• What the exercise asks: Copy the data that appears below exactly. Drop the pictures.

• Source information:

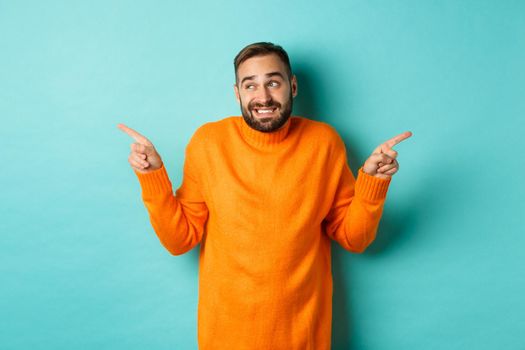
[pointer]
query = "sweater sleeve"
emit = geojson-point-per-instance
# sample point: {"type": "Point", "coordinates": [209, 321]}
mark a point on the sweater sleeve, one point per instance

• Exercise answer:
[pointer]
query = "sweater sleeve"
emit = geojson-point-per-instance
# sample point: {"type": "Point", "coordinates": [209, 321]}
mark a point on the sweater sleeve, one point per instance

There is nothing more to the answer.